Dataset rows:
====
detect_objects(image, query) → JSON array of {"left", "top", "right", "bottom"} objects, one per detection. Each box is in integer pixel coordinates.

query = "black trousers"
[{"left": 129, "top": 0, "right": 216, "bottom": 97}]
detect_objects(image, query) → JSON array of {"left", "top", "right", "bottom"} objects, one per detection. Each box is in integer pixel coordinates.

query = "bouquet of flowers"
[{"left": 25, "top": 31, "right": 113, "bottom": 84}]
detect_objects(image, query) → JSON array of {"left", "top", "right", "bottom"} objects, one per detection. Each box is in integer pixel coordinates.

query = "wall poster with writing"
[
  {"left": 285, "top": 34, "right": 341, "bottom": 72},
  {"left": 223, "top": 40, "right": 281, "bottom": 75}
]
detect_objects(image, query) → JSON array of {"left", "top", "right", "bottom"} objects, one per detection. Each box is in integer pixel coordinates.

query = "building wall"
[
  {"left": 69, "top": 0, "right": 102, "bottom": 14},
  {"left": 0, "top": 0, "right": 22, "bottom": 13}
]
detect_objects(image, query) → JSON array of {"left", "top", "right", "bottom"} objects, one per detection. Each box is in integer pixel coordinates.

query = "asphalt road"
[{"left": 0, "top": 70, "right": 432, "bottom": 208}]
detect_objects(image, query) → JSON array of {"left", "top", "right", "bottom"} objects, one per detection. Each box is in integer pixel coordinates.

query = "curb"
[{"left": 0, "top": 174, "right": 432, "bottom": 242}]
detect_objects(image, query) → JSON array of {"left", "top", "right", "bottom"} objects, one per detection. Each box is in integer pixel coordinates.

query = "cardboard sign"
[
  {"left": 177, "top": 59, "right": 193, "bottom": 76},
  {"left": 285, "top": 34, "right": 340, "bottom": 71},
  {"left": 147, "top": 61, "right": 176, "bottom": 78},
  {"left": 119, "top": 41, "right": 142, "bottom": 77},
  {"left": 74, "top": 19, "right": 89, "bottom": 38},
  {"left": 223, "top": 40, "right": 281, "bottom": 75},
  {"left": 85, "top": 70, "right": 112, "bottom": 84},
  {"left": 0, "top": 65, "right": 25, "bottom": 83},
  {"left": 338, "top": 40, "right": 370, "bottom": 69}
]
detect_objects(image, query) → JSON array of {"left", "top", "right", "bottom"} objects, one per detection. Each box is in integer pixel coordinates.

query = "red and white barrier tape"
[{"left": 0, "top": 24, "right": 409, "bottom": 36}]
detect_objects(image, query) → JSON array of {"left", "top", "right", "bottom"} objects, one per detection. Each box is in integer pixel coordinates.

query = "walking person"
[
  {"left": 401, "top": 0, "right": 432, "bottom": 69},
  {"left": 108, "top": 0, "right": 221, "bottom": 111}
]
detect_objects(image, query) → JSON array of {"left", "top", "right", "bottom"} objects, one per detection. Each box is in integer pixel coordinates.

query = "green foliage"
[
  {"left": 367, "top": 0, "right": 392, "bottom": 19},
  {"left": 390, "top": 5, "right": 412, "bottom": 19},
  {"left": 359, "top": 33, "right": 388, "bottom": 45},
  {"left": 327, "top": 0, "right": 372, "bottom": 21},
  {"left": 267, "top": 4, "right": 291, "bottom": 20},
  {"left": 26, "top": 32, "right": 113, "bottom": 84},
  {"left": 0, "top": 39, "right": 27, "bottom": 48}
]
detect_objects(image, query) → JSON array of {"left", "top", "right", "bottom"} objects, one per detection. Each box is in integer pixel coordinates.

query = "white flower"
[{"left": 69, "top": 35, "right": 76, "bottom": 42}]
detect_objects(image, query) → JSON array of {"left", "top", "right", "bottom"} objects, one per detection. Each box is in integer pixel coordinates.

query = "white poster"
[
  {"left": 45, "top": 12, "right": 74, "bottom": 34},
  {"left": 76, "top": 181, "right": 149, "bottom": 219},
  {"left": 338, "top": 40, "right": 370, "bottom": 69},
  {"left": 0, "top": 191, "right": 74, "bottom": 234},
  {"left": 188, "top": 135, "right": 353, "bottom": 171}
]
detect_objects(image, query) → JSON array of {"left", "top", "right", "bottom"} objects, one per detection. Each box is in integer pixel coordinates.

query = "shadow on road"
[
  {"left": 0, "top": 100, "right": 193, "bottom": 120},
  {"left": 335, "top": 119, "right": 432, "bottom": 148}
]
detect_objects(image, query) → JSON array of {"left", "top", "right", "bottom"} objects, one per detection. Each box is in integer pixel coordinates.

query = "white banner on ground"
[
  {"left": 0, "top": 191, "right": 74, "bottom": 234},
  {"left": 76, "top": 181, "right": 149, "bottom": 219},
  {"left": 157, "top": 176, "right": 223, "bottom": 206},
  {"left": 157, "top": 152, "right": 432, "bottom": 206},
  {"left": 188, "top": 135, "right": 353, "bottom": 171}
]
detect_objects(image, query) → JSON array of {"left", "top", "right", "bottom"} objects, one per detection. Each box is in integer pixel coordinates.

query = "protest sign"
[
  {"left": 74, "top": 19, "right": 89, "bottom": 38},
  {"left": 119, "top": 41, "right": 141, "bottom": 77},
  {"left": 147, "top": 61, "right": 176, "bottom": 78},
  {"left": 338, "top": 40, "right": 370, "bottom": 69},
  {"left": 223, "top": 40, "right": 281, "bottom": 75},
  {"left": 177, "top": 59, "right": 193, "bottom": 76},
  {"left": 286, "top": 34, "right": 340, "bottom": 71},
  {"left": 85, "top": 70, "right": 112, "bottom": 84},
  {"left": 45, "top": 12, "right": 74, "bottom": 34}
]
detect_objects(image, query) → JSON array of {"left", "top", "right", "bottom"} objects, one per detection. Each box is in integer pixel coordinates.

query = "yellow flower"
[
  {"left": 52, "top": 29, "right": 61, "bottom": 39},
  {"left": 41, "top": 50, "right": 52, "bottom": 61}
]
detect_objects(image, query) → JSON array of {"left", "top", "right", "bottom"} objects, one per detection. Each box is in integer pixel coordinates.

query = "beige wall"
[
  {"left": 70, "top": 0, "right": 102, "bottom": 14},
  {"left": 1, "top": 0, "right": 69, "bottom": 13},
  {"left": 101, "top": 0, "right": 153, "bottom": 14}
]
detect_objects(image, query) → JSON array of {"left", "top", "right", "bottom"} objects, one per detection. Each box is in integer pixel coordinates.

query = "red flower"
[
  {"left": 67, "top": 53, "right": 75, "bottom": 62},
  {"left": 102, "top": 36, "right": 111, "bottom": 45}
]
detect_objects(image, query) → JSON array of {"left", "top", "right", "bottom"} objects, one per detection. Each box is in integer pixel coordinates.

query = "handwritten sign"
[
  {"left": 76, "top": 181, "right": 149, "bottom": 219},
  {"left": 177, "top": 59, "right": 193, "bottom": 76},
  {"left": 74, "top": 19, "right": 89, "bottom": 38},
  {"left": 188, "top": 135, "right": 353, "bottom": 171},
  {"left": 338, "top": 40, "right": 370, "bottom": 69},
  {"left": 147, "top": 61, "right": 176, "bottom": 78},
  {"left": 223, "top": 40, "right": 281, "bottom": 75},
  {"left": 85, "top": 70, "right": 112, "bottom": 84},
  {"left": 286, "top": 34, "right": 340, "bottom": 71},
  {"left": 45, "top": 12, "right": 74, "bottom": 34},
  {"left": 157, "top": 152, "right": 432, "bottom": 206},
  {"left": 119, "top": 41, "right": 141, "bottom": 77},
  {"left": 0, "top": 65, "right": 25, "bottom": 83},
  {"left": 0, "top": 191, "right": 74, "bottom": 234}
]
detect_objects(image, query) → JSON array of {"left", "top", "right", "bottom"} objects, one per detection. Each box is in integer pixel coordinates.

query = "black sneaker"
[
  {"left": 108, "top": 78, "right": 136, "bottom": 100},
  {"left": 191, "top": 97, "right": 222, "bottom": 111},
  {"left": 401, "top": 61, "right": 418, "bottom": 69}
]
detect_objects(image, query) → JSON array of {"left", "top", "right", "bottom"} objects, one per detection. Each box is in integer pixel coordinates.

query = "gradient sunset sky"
====
- _Directions for this task_
Locate every line in the data above that contains the word "sign", and copy each one.

- _Expected answer_
query = "cardboard sign"
query = "protest sign"
query = "handwritten sign"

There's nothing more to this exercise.